Rescale the items from the line containing "the white jump" through the end of the items, both ends included. Reproduce every line, requests included, but multiply each answer point coordinate by 2.5 and round it to a whole number, with halves rounded up; leave the numbers in the requests and their format samples unchanged.

Excerpts from point annotation data:
******
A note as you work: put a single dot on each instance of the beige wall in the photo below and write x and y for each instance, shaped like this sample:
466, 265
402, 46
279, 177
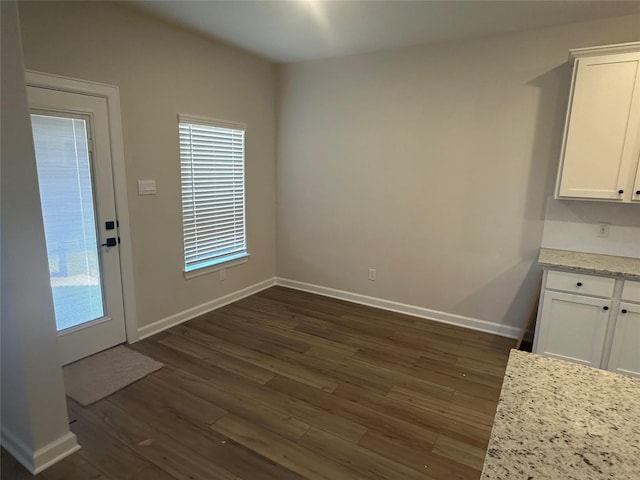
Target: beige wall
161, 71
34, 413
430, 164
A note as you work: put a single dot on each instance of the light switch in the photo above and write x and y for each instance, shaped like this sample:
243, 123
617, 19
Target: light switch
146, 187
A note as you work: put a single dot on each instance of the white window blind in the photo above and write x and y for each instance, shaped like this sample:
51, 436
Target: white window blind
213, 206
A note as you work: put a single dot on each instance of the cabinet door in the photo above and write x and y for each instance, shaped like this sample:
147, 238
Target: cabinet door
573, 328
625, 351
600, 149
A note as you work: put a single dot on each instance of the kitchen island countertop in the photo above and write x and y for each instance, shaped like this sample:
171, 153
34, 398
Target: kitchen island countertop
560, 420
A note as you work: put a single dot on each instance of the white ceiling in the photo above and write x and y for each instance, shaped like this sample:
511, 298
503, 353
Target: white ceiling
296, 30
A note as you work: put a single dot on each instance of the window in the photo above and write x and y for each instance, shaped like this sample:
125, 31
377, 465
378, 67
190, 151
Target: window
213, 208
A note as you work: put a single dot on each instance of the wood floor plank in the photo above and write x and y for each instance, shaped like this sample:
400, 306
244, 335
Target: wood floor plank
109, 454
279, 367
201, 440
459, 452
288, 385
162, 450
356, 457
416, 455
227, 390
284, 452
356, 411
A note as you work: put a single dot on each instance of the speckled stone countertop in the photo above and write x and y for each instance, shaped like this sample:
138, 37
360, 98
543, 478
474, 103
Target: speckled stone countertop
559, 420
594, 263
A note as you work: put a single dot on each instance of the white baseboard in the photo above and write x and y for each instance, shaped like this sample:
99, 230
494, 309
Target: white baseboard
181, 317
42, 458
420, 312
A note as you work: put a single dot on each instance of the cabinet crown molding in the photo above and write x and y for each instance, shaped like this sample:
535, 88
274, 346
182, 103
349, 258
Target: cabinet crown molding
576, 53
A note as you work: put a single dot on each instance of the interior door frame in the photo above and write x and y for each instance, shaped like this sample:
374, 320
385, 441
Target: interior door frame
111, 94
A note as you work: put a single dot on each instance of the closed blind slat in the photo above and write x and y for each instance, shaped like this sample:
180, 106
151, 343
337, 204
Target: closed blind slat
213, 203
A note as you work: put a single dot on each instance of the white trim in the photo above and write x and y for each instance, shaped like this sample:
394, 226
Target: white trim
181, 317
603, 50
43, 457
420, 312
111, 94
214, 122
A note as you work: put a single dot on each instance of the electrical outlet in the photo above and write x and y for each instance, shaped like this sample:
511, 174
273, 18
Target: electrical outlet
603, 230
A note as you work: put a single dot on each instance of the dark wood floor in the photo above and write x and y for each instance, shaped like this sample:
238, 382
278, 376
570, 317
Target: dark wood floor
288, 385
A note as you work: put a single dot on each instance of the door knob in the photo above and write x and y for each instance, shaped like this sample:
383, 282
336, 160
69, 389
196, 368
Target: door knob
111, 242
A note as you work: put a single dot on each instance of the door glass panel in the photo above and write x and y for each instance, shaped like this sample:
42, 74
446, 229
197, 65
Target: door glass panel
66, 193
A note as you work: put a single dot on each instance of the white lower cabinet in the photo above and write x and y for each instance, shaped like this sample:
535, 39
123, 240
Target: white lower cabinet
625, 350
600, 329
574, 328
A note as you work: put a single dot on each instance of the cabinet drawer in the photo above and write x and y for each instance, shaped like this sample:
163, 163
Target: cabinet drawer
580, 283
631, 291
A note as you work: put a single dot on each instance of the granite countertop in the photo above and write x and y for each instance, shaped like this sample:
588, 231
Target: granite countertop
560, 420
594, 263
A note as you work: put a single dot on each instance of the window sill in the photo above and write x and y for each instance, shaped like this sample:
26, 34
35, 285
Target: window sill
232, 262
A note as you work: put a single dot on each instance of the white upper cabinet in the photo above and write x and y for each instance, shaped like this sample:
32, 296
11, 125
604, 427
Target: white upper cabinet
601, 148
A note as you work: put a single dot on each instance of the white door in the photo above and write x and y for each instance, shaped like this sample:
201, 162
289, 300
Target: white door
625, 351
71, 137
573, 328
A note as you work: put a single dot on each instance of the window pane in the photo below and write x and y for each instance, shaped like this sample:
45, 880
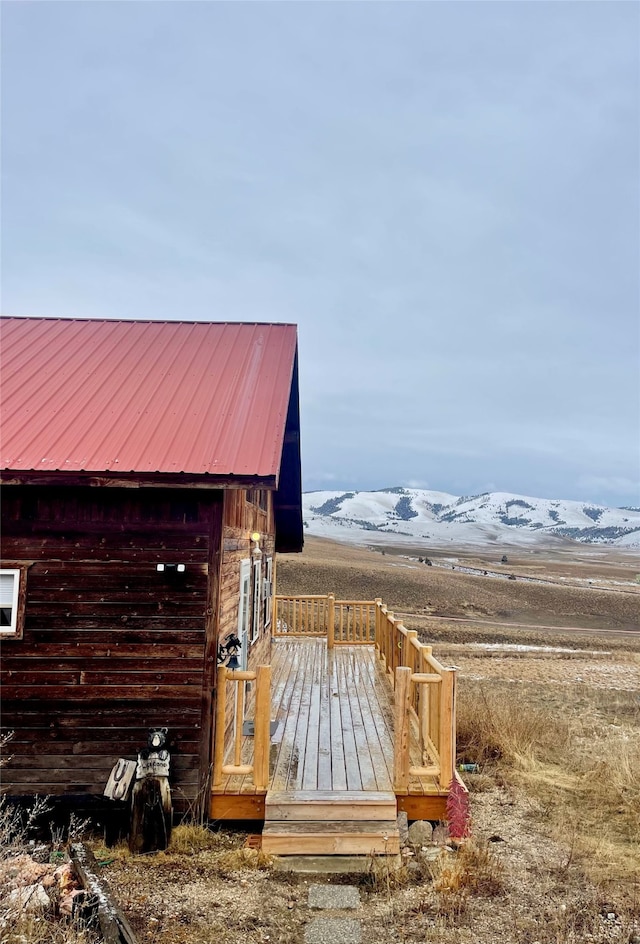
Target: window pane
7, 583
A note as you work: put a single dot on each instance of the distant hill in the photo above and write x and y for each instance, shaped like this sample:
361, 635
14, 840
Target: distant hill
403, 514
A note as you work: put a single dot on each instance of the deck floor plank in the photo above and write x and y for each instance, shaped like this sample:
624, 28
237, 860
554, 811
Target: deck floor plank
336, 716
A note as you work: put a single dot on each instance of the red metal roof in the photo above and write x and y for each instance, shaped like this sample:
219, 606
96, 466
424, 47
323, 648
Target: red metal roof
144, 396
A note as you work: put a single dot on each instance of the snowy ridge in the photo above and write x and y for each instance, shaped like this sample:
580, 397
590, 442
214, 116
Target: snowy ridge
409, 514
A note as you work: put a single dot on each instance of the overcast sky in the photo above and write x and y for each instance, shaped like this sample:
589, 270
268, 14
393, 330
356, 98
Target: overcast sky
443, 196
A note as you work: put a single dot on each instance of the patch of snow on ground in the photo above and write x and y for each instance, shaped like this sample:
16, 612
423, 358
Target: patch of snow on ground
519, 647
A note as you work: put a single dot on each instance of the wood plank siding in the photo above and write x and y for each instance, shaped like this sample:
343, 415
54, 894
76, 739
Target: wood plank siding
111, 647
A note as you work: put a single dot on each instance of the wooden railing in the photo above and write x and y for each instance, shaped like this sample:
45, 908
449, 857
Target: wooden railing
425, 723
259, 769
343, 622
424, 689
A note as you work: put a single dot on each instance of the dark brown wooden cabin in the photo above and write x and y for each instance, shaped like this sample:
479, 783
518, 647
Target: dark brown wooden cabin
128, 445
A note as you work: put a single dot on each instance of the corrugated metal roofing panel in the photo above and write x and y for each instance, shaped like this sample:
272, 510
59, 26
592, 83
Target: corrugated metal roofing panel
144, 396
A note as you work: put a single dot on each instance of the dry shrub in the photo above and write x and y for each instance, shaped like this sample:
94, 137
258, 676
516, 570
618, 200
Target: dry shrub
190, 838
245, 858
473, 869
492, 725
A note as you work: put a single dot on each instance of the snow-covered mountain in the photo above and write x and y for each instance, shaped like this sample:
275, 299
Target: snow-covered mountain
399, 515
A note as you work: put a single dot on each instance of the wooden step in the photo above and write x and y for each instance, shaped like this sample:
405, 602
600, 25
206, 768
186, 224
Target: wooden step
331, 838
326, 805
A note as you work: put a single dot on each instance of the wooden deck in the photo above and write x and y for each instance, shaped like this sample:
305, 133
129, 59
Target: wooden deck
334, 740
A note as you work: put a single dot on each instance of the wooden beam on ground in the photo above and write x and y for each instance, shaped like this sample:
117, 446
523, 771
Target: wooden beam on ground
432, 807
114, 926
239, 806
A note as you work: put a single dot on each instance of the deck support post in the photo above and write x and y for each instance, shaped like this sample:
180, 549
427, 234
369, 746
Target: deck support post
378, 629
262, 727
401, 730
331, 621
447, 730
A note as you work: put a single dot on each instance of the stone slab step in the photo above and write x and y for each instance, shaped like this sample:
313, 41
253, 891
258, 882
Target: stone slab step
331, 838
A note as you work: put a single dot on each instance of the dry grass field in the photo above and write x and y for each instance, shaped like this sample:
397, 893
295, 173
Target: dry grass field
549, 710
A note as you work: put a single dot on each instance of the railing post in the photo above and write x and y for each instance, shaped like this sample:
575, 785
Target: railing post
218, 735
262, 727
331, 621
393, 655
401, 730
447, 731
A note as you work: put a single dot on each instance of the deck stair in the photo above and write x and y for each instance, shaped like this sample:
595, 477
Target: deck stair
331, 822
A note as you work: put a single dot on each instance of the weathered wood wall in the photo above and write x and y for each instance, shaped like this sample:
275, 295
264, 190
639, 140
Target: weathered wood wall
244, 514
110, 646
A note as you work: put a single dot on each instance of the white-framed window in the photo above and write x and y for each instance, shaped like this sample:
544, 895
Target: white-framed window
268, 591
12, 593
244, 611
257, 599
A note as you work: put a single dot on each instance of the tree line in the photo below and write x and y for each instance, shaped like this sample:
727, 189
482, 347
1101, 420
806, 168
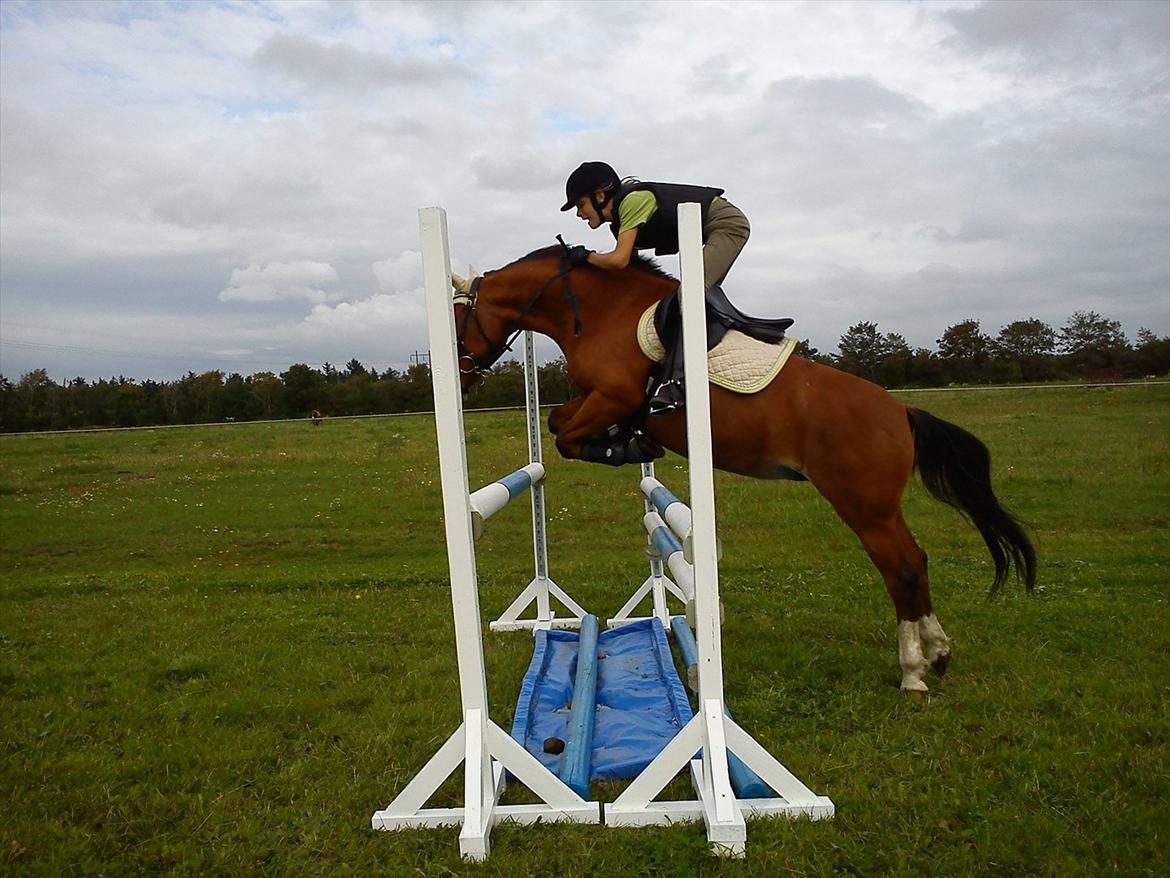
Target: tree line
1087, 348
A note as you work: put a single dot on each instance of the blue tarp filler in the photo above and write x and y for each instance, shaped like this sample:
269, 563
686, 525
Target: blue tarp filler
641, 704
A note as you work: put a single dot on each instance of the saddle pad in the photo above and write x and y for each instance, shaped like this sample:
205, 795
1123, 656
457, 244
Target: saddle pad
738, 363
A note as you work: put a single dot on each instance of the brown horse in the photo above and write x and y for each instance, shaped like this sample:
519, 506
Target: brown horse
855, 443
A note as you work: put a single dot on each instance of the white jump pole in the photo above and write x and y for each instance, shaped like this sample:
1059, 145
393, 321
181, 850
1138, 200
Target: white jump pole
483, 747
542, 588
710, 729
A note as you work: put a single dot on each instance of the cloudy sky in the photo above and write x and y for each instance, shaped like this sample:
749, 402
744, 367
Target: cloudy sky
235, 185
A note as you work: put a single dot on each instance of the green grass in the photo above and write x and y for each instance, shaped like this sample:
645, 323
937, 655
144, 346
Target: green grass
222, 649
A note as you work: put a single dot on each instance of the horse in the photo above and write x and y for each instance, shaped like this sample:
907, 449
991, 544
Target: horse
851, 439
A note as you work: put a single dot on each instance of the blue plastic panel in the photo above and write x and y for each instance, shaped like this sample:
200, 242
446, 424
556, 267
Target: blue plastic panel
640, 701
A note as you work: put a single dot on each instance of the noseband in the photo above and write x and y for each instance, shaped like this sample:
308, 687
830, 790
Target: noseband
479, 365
******
Answer below:
A note as you work: put a single dot on each instance of the white jump pole in the photo above and write x and y for each instance, shaped like this sample:
1059, 145
393, 321
181, 850
1138, 200
Target: white jump pole
1208, 1868
1355, 1470
1775, 1823
A note as you work: put a single dot on each instance of the cloudy sky in the photo above and write x and y for each instance, shaped like this sample:
749, 402
744, 367
Target: cloudy sky
588, 463
A note as you work: put a single dot on each instance of the green grass in the photo above and write x and y for each instance, shaped like this sample:
645, 323
937, 655
144, 346
Target: green grass
555, 1623
A note as you work: put a single dot on each instance of the horse in the photo above and write x and y for each instance, shaped like this sample:
907, 449
991, 544
Target: horse
2128, 1098
A note as you work: put a single dot on each instance of the blue plastic panel in the photo above and write x and y for each instance, shaped like this sample:
200, 242
446, 424
556, 267
Target: blue plastic panel
1600, 1753
A note as you work: put a single dot on each instance of the noseband in the photo above and write x and y for each instance, shaped like this sample:
308, 687
830, 790
Target: noseband
1198, 913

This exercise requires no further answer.